Set exercise> Which lines in the items below contain the word "panel", matching uppercase and lowercase? Copy out every such line.

Pointing dataset records:
# # #

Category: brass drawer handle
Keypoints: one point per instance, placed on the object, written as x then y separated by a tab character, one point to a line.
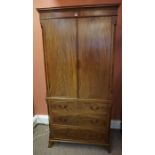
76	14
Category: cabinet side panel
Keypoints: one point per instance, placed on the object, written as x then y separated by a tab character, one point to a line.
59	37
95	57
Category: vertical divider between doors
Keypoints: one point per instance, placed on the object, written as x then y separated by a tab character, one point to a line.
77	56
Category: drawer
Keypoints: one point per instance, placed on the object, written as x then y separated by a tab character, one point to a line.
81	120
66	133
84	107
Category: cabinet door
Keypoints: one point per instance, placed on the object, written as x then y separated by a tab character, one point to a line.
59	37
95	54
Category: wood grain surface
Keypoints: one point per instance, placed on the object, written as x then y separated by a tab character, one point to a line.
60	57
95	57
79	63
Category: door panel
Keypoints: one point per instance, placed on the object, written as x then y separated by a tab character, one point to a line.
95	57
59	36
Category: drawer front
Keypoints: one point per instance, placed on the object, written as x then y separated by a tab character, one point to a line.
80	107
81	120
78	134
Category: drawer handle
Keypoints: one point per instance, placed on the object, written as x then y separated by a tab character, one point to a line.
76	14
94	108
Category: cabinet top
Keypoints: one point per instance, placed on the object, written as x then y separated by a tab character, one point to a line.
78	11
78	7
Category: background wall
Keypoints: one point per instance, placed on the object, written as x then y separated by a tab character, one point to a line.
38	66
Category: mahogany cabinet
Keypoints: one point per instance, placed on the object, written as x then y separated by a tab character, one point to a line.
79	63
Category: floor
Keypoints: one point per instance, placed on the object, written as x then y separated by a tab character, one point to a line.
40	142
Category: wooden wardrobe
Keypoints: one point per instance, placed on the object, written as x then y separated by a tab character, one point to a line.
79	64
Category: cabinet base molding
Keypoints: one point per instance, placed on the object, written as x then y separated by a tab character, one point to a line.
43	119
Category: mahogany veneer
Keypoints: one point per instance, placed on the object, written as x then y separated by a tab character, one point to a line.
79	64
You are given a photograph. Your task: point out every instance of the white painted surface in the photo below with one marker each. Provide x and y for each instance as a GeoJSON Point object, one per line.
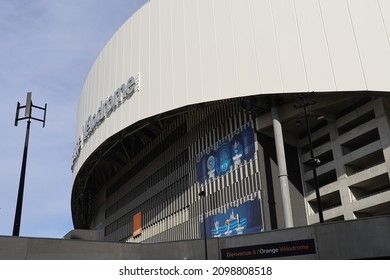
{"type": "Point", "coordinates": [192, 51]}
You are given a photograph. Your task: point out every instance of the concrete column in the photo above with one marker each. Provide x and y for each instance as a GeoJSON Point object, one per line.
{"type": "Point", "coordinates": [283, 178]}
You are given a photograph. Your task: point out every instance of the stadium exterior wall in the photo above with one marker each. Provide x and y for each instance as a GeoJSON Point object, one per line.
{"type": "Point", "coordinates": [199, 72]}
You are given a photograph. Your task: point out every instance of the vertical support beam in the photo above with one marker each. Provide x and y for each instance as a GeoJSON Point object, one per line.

# # #

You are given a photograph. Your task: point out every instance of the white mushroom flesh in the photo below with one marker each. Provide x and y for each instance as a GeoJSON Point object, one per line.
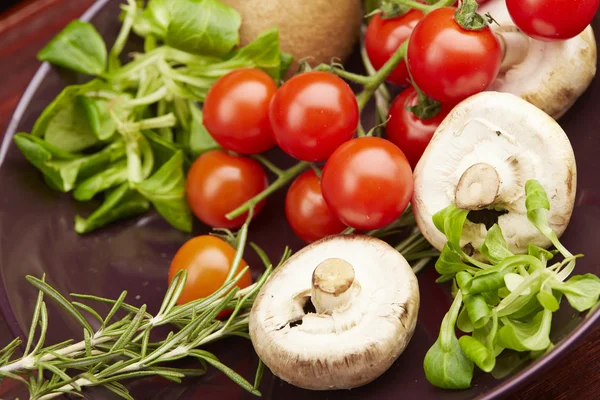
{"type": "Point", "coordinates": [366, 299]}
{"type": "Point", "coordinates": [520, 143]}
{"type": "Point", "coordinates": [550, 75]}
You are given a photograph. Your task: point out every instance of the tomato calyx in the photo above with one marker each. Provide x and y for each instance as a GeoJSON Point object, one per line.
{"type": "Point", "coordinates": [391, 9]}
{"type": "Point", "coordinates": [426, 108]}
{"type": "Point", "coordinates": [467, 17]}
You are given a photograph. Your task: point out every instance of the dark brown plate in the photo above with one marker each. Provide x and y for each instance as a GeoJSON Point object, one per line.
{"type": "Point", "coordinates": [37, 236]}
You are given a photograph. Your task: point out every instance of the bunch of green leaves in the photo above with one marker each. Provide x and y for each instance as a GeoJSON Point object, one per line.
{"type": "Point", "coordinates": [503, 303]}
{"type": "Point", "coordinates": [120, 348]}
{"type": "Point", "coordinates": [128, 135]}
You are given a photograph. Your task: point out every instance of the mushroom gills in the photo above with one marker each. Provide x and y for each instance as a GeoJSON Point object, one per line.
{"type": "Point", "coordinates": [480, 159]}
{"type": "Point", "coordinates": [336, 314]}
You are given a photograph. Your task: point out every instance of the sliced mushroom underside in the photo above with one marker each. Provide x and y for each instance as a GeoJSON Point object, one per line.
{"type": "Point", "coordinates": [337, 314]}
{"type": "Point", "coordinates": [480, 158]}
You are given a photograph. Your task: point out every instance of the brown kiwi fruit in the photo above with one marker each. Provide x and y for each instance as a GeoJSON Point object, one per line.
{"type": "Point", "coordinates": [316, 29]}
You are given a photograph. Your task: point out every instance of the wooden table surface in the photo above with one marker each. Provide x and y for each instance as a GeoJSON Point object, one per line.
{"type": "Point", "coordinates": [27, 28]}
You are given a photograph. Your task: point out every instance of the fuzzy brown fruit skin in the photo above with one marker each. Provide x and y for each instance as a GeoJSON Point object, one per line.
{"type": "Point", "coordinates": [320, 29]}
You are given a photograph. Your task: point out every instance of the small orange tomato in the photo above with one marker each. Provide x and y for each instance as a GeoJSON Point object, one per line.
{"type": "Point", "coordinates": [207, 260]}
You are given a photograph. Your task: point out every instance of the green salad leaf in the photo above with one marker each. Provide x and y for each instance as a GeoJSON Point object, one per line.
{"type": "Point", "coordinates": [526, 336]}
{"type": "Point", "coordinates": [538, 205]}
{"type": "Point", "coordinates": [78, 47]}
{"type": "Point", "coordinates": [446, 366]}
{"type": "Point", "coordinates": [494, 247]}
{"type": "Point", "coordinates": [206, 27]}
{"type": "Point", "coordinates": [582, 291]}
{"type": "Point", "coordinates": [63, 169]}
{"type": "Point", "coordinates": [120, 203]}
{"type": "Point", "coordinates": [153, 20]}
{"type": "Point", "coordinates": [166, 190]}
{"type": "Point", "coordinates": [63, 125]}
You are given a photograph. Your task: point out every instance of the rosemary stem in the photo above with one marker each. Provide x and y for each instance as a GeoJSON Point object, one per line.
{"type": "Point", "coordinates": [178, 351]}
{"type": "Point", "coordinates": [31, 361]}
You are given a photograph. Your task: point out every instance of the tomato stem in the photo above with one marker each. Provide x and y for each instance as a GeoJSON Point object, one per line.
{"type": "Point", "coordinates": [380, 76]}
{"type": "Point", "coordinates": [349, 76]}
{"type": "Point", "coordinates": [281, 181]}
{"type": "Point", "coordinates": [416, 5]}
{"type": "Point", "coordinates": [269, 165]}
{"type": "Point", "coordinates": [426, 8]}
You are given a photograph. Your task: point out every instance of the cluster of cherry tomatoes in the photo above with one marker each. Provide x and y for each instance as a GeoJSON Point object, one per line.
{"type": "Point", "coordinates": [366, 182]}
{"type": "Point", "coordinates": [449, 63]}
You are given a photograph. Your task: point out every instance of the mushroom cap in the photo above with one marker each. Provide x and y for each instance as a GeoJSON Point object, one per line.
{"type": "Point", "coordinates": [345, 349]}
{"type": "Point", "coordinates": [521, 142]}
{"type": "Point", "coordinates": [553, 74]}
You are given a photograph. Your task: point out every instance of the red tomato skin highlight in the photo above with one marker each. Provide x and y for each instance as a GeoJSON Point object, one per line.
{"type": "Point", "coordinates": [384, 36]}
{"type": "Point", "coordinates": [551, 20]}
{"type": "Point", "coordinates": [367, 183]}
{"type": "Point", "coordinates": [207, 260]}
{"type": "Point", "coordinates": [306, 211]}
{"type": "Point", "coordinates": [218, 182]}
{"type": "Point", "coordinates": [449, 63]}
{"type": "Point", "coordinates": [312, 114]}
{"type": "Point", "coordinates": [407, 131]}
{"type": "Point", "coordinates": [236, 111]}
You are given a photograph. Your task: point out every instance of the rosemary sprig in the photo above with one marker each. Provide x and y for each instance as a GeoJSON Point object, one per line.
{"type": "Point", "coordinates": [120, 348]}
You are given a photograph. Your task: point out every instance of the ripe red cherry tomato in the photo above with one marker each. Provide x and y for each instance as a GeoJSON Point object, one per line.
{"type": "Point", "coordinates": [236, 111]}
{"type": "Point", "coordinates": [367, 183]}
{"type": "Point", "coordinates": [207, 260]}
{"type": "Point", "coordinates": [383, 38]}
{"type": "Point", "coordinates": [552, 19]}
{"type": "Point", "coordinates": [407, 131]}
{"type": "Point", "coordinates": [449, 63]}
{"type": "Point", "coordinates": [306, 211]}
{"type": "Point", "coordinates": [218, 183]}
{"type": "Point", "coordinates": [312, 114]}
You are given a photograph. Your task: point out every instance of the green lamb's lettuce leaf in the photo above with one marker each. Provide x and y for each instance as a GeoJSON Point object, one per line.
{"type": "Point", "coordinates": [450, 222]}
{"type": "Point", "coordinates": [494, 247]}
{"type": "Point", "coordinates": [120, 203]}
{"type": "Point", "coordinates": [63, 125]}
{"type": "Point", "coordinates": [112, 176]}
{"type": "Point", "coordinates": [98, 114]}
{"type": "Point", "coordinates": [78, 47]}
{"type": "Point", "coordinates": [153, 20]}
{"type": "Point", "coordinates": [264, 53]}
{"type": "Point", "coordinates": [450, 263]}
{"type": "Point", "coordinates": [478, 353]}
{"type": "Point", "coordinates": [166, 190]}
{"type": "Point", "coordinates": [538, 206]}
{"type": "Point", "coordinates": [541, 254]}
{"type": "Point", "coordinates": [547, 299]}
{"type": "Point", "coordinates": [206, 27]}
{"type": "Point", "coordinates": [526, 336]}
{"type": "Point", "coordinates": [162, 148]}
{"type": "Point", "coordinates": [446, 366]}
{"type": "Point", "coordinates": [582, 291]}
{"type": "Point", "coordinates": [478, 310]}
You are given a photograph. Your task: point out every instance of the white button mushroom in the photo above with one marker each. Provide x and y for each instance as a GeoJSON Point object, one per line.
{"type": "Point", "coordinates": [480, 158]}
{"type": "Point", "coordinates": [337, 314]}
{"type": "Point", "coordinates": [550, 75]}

# # #

In response>
Category: cabinet side panel
Category: door panel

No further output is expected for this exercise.